**PASSAGE CITÉ:**
######
Ses auteurs n'hésitent pas à accuser les acteurs de la campagne
BDS de prendre le parti de la "censure", de la
"séparation" et de la "haine"… Cette lourde charge
contre BDS n'est pas la première du genre, mais la longue liste
des signataires lui confère une portée singulière, qui appelle
commentaires et éclaircissements.
Tout d'abord, les signataires du texte omettent, ou
dissimulent, le caractère international de la campagne BDS, en
réponse à un appel émanant de la société civile palestinienne en
2005. Cette "entreprise qui commence à faire parler d'elle
en France", selon leurs termes, fait en réalité parler
d'elle depuis plusieurs années aux quatre coins du monde. Du
Canada à l'Australie en passant par l'Afrique du Sud, les
Etats-Unis, l'Amérique latine et l'Europe, c'est un mouvement
international, non-violent et populaire qui se développe.
Syndicats, ONG, associations, Eglises, universités,
municipalités, personnalités de renommée mondiale et simples
citoyens se retrouvent pour défendre un même objectif :
l'application du droit.
En effet, et c'est un deuxième oubli notable de la
tribune du 2 novembre, la campagne BDS a pour seule exigence
qu'Israël "honore son obligation de reconnaître le droit
inaliénable des Palestiniens à l'autodétermination et respecte
entièrement les préceptes du droit international". La
campagne BDS n'est pas l'expression d'une haine irrationnelle
d'Israël. Comme l'écrit John Berger, écrivain britannique et
membre du comité de parrainage du Tribunal Russell sur la
Palestine, "BDS n'est pas un principe, mais une stratégie ;
ce n'est pas Israël qui est visé, c'est sa politique ; si la
politique change (dans le bon sens), le BDS prendra fin".
######
**ITEMS RÉPERTORIÉS:**

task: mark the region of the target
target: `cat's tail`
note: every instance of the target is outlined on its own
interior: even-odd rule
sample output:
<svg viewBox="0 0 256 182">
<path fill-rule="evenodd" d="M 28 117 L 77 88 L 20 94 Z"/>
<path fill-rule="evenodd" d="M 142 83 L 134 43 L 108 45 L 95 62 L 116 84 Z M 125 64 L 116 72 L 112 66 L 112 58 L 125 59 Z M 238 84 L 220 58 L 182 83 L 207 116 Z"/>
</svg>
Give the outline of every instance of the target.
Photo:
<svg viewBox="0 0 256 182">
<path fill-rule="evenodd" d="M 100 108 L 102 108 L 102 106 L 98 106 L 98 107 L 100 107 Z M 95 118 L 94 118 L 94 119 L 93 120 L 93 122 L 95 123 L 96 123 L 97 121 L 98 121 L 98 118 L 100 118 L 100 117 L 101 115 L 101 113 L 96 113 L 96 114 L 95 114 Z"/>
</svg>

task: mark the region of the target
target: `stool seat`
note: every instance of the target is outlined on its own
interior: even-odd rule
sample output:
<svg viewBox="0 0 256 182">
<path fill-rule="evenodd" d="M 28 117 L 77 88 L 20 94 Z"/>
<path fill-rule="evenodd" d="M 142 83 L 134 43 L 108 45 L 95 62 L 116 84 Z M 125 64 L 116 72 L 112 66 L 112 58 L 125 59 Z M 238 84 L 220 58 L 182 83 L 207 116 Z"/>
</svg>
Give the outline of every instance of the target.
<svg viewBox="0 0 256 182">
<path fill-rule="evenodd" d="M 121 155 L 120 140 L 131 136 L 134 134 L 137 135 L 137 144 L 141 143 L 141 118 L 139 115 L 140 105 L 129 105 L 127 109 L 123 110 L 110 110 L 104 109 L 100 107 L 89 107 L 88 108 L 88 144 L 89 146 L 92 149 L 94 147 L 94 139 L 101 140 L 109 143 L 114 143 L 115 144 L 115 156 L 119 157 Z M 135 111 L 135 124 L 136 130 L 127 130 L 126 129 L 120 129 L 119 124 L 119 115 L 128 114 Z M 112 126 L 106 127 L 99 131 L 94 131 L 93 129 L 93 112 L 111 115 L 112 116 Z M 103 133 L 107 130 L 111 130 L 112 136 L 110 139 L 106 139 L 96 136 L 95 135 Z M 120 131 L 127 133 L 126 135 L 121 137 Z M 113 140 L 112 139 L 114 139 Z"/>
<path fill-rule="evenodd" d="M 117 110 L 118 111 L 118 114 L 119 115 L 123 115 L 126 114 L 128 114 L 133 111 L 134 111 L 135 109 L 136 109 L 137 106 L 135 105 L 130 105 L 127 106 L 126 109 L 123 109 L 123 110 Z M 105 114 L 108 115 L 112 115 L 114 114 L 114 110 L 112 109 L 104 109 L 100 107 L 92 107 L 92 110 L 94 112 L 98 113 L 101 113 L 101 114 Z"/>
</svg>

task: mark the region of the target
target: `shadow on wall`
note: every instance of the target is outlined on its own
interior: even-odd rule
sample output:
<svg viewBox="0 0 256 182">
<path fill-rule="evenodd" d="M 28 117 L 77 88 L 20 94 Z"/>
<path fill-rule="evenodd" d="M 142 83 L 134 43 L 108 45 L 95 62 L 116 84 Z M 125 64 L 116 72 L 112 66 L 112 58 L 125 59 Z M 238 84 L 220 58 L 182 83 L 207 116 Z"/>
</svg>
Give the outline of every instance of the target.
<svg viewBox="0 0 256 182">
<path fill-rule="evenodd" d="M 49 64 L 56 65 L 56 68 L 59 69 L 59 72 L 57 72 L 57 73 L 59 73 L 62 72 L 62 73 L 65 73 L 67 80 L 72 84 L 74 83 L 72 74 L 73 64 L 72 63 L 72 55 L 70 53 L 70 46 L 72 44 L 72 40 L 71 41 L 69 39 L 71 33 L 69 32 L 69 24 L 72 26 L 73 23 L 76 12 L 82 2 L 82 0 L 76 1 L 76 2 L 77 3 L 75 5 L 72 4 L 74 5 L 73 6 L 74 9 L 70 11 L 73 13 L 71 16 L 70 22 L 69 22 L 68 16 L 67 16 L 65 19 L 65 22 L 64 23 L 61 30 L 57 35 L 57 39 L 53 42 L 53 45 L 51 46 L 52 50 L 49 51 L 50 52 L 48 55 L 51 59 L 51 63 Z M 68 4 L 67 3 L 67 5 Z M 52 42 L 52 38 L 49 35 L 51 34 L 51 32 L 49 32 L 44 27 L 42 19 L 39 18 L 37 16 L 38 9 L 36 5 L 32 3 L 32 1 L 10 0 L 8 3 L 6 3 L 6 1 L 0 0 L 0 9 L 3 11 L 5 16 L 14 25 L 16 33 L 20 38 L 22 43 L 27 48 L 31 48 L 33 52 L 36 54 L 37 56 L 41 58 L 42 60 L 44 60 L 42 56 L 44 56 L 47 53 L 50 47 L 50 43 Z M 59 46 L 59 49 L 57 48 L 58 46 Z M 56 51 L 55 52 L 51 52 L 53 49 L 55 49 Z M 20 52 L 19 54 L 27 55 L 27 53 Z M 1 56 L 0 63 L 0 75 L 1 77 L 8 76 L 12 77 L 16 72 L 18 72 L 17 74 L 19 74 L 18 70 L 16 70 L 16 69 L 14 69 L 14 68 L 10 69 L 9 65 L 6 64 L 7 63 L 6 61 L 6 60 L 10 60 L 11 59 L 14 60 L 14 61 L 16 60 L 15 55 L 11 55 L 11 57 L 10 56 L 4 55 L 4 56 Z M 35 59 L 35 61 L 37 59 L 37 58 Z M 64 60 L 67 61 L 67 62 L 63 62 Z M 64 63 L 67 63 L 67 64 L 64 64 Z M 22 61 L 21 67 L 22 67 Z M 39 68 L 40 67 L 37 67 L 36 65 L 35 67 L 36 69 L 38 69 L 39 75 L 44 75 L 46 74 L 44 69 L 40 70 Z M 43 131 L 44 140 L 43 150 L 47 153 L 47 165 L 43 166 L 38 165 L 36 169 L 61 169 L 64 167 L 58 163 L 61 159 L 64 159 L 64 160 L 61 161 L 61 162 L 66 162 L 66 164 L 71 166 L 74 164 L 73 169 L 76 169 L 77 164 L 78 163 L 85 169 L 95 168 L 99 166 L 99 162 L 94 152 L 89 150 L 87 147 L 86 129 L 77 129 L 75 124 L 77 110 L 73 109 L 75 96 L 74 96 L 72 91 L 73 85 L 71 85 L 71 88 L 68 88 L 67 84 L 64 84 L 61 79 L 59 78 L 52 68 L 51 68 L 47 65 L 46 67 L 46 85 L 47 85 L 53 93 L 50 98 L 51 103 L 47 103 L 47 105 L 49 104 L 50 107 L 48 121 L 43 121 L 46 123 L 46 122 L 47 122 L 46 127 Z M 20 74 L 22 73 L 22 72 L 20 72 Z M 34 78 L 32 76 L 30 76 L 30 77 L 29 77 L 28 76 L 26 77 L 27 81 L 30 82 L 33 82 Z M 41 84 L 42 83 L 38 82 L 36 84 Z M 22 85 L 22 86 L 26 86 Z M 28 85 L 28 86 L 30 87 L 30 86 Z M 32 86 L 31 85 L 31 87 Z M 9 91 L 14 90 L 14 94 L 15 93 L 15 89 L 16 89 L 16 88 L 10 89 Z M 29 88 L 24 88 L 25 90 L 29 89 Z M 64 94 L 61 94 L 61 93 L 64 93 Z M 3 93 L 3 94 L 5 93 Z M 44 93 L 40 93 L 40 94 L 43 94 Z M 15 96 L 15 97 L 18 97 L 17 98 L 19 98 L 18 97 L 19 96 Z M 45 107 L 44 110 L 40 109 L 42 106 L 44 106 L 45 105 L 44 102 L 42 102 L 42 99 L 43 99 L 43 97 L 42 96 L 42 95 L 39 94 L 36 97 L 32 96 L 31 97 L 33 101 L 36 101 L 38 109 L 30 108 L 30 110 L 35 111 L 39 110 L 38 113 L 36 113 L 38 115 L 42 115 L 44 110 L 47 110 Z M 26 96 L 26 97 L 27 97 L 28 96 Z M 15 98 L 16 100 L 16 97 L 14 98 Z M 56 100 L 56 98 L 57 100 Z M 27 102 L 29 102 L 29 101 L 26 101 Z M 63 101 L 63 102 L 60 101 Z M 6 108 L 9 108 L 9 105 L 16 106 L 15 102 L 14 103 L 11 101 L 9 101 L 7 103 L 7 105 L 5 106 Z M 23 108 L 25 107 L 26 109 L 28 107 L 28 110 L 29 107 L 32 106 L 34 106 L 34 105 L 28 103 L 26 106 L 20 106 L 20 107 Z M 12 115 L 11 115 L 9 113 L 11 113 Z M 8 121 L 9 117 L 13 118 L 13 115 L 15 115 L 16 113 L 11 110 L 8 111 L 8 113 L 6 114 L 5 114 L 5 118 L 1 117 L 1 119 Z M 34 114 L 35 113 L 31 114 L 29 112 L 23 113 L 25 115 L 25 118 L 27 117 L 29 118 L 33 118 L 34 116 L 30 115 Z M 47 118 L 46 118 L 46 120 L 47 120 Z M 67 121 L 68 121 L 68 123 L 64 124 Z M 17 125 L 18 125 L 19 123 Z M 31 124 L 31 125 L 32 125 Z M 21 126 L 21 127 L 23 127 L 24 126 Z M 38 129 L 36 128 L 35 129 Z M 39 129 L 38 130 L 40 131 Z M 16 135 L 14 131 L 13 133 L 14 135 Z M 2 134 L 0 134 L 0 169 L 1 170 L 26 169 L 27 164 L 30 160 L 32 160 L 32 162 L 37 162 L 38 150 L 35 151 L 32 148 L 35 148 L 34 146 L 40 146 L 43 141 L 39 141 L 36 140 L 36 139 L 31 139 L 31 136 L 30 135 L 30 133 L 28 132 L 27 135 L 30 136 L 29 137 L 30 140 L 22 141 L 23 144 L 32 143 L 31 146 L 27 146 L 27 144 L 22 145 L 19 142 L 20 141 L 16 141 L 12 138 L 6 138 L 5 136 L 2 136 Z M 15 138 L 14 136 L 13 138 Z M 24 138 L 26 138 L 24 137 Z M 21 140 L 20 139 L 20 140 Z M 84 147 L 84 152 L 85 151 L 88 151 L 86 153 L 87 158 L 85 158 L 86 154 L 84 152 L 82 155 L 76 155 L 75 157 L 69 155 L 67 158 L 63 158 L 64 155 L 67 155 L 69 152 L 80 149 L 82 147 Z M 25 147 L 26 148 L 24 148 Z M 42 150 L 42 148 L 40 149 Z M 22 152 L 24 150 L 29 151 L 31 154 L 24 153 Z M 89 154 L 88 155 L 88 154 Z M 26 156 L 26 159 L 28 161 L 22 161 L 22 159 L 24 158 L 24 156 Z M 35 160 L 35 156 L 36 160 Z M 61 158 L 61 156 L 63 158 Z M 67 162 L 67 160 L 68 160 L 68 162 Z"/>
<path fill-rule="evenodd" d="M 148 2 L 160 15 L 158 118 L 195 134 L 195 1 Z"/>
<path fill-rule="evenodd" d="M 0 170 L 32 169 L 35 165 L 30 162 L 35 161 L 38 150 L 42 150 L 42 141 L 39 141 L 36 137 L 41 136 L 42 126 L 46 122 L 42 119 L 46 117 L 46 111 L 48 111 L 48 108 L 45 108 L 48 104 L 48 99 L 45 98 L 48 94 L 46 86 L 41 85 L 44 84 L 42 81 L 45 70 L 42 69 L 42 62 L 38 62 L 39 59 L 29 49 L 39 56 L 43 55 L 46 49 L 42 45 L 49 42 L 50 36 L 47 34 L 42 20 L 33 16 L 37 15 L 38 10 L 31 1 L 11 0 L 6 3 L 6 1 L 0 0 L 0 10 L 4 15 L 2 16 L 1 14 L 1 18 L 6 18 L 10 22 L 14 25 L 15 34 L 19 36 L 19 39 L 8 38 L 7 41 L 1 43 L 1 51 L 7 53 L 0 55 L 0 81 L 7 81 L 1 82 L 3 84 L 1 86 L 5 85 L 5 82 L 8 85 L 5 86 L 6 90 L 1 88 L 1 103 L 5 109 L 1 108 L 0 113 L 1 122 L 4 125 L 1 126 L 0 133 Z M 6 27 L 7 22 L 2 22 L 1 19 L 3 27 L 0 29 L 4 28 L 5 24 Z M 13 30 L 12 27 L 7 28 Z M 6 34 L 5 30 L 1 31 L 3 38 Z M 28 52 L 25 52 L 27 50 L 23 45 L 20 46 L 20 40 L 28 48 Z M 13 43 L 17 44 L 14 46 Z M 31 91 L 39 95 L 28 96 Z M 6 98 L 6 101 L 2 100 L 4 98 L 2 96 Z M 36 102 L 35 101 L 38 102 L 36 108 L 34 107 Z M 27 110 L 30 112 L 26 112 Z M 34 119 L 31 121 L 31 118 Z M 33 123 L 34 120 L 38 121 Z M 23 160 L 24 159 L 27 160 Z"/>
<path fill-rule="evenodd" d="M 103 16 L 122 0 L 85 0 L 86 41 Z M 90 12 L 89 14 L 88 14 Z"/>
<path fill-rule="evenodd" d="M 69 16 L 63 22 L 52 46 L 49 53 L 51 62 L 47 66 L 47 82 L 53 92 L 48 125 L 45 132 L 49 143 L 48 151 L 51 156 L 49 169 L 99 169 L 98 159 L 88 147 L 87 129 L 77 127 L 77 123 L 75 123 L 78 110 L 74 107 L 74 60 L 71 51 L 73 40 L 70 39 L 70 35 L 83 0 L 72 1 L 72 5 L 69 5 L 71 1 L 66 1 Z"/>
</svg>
######
**CONSIGNE A:** Recopiez fidèlement le passage du texte sur la campagne BDS qui commence à "Ses auteurs n'hésitent" et se termine à "commentaires et éclaircissements.".
**CONSIGNE B:** D'après le texte sur la campagne BDS, en quelle année la société civile palestinienne a-t-elle lancé l'appel auquel cette campagne répond ?

**RÉPONSE A:**
Ses auteurs n'hésitent pas à accuser les acteurs de la campagne
BDS de prendre le parti de la "censure", de la
"séparation" et de la "haine"… Cette lourde charge
contre BDS n'est pas la première du genre, mais la longue liste
des signataires lui confère une portée singulière, qui appelle
commentaires et éclaircissements.

**RÉPONSE B:** En 2005.